══ Records provided ══

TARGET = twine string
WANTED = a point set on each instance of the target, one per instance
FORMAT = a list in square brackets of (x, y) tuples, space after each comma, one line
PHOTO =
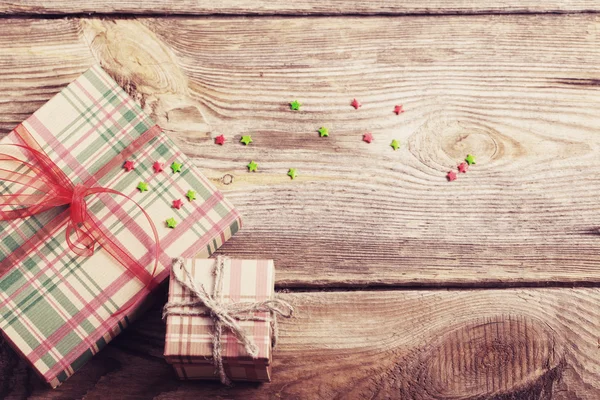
[(224, 315)]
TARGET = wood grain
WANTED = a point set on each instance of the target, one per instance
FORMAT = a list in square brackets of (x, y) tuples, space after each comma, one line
[(470, 344), (281, 7), (511, 90)]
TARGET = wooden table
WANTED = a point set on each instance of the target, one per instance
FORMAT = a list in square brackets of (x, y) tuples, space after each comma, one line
[(407, 286)]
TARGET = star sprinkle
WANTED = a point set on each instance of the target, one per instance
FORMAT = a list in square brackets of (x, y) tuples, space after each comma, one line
[(220, 140), (177, 204), (128, 165), (191, 195), (176, 167), (158, 167), (142, 187)]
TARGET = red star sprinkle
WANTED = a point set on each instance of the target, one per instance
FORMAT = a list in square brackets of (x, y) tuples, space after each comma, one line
[(158, 167), (220, 140), (177, 204), (128, 166)]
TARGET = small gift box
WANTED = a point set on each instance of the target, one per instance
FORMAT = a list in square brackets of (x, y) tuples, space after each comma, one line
[(95, 202), (221, 319)]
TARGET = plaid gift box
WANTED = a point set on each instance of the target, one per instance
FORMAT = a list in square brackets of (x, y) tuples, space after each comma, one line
[(58, 309), (189, 340)]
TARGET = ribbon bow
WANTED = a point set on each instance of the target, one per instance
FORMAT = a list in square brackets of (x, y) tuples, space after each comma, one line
[(47, 187), (225, 315)]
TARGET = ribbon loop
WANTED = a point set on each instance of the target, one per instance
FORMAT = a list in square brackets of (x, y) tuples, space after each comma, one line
[(78, 205), (46, 186)]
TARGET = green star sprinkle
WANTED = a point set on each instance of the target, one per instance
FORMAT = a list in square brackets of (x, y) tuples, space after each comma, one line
[(324, 132), (176, 167), (191, 195), (143, 187)]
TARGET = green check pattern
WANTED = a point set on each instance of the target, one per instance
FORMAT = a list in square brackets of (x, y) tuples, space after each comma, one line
[(56, 308)]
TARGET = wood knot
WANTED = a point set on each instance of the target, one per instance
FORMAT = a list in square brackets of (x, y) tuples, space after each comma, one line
[(442, 142), (492, 358)]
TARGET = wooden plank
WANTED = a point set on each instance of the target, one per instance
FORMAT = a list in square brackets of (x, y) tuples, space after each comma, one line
[(480, 344), (508, 89), (307, 7)]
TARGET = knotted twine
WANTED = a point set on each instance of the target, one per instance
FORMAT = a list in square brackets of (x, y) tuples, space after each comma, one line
[(225, 315)]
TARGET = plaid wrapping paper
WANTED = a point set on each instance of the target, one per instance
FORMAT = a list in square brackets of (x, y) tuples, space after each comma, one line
[(56, 308), (189, 342)]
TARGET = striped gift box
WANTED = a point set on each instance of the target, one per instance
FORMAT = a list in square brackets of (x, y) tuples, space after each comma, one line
[(58, 309), (189, 341)]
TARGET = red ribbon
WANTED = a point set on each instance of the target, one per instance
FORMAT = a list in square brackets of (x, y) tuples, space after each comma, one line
[(53, 188)]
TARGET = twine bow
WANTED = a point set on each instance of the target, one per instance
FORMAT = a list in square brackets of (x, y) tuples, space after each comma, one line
[(225, 315)]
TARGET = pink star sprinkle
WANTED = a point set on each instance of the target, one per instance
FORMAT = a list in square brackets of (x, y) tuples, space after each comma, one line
[(158, 167), (220, 140), (177, 204), (128, 166)]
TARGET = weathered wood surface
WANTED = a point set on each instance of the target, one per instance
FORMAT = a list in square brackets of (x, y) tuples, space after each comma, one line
[(470, 344), (511, 90), (519, 91), (286, 7)]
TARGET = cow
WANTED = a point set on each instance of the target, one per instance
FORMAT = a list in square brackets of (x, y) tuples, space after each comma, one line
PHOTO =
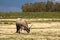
[(21, 24)]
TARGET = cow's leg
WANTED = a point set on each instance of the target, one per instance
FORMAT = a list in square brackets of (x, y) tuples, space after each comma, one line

═══

* Your goal: Render the records above word for word and leave the pictures out.

* Answer for the task:
TARGET = twine string
WANTED = a point set on each instance of the target, one per instance
FORMAT = a list in square brackets of (x, y) tuples, space after each comma, one line
PHOTO =
[(224, 315)]
TARGET = wood grain
WANTED = a point set on each instance of the target, one per instance
FORMAT = a list in square brackets of (x, y) tuples, space after each comma, one line
[(470, 344), (281, 7), (511, 90)]
TARGET = wooden table
WANTED = a point set on each instance of the target, one per instance
FORMAT = a list in square brackets of (x, y) tuples, space after each comma, one line
[(407, 286)]
TARGET = star sprinkle
WANTED = a point set on each instance of the target, one per instance
FORMAT = a list in square brackets of (x, y) tuples, space after each comma, one line
[(220, 140), (177, 204), (128, 165), (191, 195), (176, 167), (158, 167), (142, 187)]
TARGET = red star sprinkle
WANTED = a point set on each instance of the target, one per instance
FORMAT = a list in square brackets of (x, y) tuples, space after each comma, one line
[(158, 167), (220, 140), (177, 204), (128, 166)]
TARGET = small gift box
WANTED = a point set on each instance of the target, one per instance
FORMAT = a list in square brackets of (x, y) tuples, space after each comma, one line
[(95, 202), (221, 319)]
TARGET = plaid gift box
WANTED = a point set on each instance of the target, one per instance
FORMAT = a list in square brackets of (x, y) tuples, space after each comma, one line
[(58, 309), (189, 340)]
TARGET = ribbon bow
WANTED = a point set on each instance of the target, one per instance
FORMAT = a list in square brackets of (x, y) tuples, space after each comma, one line
[(47, 187), (225, 315)]
TARGET = ribbon loop
WANTED = a point set on each instance of the target, one per instance
FORMAT = a list in square brackets of (x, y) tuples, space after each comma, one line
[(78, 205), (46, 186)]
TARGET = green star sprinkle
WANTED = a point set on each instance of the target, one per instance
FORMAT = a list in square brackets of (x, y) tuples, space after each comma, one line
[(324, 132), (176, 167), (191, 195), (143, 187)]
TARGET = green check pattern
WANTED = a point set on each instance of the target, one per instance
FORMAT = a list in square brackets of (x, y) tuples, space after each comma, one line
[(56, 308)]
TARGET = wood knot
WANTED = a point set on each instance of the target, one per instance
FORMAT = a list in square brackets of (x, y) tuples, space after each comma, one line
[(442, 142), (492, 358)]
TARGET = wooden plank
WANTED = a point set on each instance of the target, one per instance
FORMAT = a list in square brackets of (x, y) tuples, space after each comma, one line
[(480, 344), (508, 89), (307, 7)]
TARGET = knotted twine
WANTED = a point set on each instance of the target, one per instance
FORMAT = a list in square brackets of (x, y) tuples, space after each comma, one line
[(225, 315)]
TARGET = plaid wrapping paper
WANTED = a point set on each instance of the target, one per instance
FORMAT = a list in square brackets of (x, y) tuples, space after each comma, one line
[(56, 308), (189, 342)]
TARGET = striped gift box
WANTED = a point set on each instance of the target, one per instance
FORMAT = a list in square brackets of (x, y) tuples, space after each comma, one line
[(58, 309), (189, 341)]
TARGET = red ribbon
WANTED = a point set on each instance of the target, one per instance
FORMAT = a list in square brackets of (x, y) tuples, space after each comma, one line
[(53, 188)]
TARGET = twine bow
WANTED = a point set on each instance of the target, one per instance
FORMAT = a list in square brackets of (x, y) tuples, space after each comma, one line
[(225, 315)]
TARGET = pink star sprinkle
WANTED = a point set on each instance of the target, one per instance
FORMAT = a list in square brackets of (x, y) tuples, space after each comma, one line
[(158, 167), (220, 140), (177, 204), (128, 166)]
TARGET = weathered wood surface
WANTED = a point set on each instance of the target, one per instance
FORMAT = a list in square brackets of (x, y) tuples, space after each comma, one line
[(470, 344), (511, 90), (519, 91), (286, 7)]
TARGET = cow
WANTED = a point set on each instance of the target, one per instance
FORMAT = a list in square brackets of (x, y) tuples, space after each comma, one line
PHOTO =
[(21, 24)]
TARGET = cow's leg
WANTED = a point set on each instance of the target, one per instance
FORMAT = a list in square brackets of (x, y) tuples, space after each comma, one line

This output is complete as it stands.